> [TEXT SHOWN]:

Evapotranspiration was derived from eddy correlation measurements of sensible heat flux and measurements of net radiation and soil heat flux. 419 hours of daytime energy balance data from the summers of 1987 and 1988 were analyzed. A rearranged form of the Penman-Monteith equation was used to calculate hourly mean surface conductances for the clearcut. Leaf area measurements were used to calculate stomatal conductance from surface conductances.
Stomatal conductance was modelled using boundary-line and non-linear optimization techniques. The most successful model (R² = 0.71) was obtained using non-linear optimization
with stomatal conductance as a non-linear function of saturation deficit at the leaf surface (D₀) and solar irradiance. D₀ was calculated from measured evapotranspiration
and surface conductance. Response of stomata to saturation deficit would be expected to be better correlated to D₀ than D measured at a reference height above the canopy. Stomatal conductance was also modelled as a function of D (measured at 1.3 m) and solar irradiance. The resulting model (R² = 0.50) was poor compared to that based on D₀.

> [DATA EXTRACT]:
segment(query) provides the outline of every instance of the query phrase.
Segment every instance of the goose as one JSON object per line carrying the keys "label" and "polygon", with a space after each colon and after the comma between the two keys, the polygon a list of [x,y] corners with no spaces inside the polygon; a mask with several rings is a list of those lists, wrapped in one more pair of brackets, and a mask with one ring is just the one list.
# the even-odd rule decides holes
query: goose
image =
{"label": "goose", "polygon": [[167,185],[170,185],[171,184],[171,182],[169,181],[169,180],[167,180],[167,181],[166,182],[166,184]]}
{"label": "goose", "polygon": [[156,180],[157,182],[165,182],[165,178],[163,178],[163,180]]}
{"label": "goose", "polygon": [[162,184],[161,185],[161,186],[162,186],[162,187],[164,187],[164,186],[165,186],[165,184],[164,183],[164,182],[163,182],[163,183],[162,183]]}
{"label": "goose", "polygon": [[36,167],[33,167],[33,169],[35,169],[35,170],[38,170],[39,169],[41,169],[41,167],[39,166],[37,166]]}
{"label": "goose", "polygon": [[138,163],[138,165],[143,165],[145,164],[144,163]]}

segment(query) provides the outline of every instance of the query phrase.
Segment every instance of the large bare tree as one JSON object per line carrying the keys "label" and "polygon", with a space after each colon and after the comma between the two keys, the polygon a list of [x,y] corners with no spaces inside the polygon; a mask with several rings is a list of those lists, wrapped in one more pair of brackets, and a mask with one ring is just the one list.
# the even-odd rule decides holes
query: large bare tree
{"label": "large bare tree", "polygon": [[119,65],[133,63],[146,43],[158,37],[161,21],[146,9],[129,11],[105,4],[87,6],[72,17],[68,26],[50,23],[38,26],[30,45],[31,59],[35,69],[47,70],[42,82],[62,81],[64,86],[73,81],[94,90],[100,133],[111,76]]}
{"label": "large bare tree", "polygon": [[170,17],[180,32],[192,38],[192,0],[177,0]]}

> [TASK INSTRUCTIONS]:
• A. Render this sentence from the evapotranspiration passage in Spanish: "Leaf area measurements were used to calculate stomatal conductance from surface conductances."
• B. Using the evapotranspiration passage, answer the following:
(i) How many hours of daytime energy balance data were analyzed?
(ii) What R² value did the most successful model reach?
(iii) At what height was D measured?
• C. Carry the evapotranspiration passage forward from its final sentence.

> [ANSWERS BY TASK]:
• A. Se utilizaron mediciones del área foliar para calcular la conductancia estomática a partir de las conductancias superficiales.

• B.
(i) 419 hours
(ii) 0.71
(iii) 1.3 m

• C.
Saturation deficit and temperature were found to be highly correlated both at 1.3 m
above the canopy and at the leaf surface. Use of air temperature in the conductance model caused R² to decrease. No relationship between stomatal conductance and volumetric soil water content was found.
Hourly evapotranspiration rates calculated using modelled surface conductances agreed well with measured rates.(R² = 0.89).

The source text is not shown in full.